Put the data from the line containing "of the reflection" through the line containing "leg in this photo, one line per instance.", both included, into a numbered list. Skip blank lines and leave out the picture.

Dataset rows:
** START **

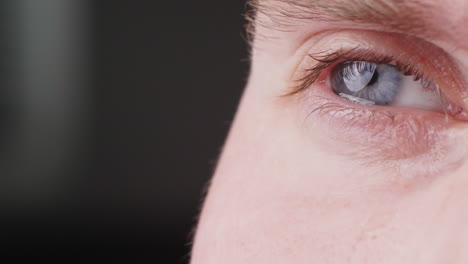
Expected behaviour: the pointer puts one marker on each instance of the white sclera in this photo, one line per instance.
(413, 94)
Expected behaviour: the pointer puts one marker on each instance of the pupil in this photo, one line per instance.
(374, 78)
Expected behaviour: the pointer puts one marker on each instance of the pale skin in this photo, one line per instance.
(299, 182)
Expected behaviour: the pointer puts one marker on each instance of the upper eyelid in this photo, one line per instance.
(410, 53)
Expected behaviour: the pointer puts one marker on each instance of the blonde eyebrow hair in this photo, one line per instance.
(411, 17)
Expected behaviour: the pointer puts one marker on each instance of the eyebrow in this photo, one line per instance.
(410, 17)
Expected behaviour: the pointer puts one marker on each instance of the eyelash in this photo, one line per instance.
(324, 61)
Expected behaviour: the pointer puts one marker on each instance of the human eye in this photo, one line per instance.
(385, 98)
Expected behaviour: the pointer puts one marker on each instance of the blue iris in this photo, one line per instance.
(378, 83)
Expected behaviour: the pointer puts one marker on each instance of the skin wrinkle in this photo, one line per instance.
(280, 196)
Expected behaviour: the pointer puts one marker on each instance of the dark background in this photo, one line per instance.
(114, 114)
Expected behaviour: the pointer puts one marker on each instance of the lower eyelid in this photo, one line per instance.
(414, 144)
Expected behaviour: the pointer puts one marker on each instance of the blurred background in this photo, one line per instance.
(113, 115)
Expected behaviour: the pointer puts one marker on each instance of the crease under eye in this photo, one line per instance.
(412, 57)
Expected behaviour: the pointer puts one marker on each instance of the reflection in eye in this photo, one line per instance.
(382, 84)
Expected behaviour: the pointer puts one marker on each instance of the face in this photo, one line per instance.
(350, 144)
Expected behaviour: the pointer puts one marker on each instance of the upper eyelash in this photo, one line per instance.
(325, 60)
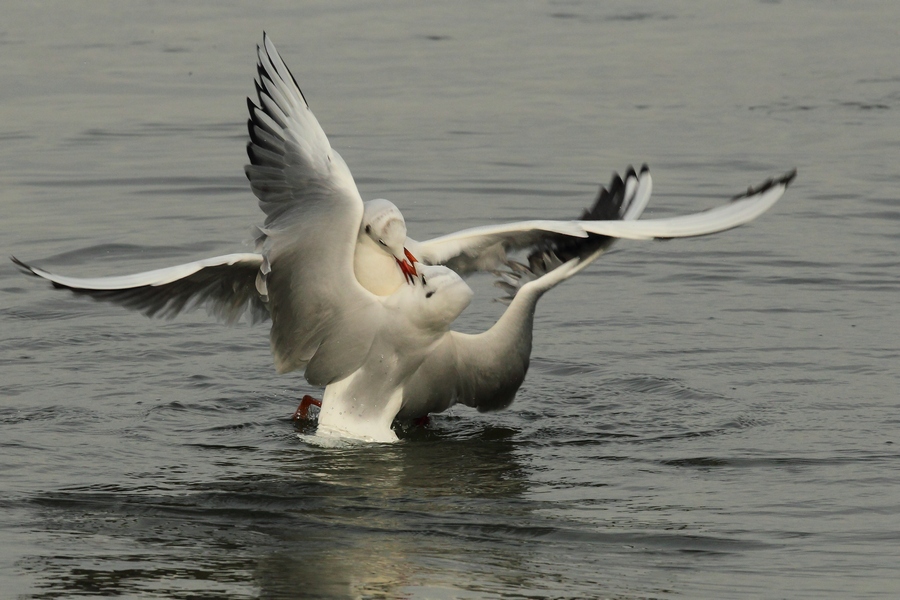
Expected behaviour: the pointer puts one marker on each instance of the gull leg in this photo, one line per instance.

** END **
** START **

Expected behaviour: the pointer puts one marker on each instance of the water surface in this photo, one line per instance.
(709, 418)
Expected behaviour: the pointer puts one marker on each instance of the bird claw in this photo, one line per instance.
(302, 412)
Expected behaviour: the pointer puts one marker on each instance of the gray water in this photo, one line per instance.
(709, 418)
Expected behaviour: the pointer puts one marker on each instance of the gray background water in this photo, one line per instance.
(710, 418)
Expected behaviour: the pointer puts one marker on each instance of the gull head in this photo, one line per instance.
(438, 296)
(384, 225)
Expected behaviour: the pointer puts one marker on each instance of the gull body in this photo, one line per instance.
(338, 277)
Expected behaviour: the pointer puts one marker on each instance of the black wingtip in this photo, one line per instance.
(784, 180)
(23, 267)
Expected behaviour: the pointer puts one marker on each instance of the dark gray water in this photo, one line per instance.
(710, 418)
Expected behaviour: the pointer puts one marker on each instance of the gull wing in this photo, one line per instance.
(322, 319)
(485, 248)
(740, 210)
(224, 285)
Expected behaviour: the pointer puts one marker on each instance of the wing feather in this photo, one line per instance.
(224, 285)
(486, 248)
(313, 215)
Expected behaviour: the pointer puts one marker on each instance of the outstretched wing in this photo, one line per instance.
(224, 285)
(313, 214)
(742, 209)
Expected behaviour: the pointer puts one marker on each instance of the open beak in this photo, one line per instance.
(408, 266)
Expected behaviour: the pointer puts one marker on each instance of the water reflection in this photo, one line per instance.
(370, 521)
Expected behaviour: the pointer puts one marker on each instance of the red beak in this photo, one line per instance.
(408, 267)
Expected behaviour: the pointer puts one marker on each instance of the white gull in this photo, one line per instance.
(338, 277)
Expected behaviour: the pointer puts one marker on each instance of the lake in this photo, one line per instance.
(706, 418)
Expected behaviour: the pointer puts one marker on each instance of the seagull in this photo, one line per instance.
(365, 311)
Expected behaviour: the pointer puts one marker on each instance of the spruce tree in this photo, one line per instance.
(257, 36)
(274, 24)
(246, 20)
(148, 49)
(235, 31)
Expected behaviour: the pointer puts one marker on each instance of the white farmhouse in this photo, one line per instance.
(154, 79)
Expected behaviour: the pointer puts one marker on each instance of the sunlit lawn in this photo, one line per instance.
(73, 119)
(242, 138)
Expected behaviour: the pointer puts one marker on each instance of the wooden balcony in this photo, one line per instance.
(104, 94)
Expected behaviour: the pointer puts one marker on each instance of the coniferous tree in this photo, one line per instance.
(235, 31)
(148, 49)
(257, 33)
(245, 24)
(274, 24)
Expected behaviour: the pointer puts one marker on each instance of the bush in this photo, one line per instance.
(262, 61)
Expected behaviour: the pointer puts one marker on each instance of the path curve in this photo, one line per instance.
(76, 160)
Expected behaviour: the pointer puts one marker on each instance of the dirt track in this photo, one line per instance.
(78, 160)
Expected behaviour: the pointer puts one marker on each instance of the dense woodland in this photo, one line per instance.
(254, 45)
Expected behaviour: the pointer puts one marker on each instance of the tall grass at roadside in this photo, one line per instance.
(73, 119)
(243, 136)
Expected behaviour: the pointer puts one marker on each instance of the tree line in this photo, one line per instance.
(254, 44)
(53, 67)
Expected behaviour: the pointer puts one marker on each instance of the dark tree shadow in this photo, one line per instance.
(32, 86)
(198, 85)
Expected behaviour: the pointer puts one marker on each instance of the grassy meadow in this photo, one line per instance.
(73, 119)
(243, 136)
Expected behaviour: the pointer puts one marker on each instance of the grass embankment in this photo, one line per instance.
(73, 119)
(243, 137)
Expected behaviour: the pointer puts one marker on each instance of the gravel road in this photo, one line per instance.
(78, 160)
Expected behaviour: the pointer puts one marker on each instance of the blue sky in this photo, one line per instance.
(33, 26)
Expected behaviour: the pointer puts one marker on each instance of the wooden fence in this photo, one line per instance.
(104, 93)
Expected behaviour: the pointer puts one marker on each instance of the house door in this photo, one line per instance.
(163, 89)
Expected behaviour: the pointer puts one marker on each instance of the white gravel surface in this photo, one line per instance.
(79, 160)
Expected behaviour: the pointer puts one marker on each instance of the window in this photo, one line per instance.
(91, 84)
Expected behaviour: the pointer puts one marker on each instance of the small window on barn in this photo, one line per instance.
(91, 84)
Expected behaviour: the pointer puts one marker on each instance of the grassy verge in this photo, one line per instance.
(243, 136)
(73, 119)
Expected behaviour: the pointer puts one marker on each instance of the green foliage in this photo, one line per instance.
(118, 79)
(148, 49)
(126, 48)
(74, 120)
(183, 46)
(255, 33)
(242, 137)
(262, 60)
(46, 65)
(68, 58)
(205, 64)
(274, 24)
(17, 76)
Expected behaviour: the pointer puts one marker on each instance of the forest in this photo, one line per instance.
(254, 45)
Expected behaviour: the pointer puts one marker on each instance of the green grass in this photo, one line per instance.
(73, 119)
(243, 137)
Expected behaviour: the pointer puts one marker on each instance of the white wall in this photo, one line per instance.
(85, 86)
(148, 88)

** END **

_Solution to this exercise_.
1. Expected behaviour: the pointer puts one marker on each instance of the reflection in eye in this photo, one line per instance.
2. (382, 84)
3. Expected behaviour: the pointer puts one marker on each instance of the face in this photo, one line per instance.
4. (350, 144)
5. Expected behaviour: the pointer puts one marker on each instance of the upper eyelash in this photo, one line per instance.
6. (325, 60)
7. Expected behaviour: the pointer puts one marker on each instance of the gull leg in this photo, one line per instance.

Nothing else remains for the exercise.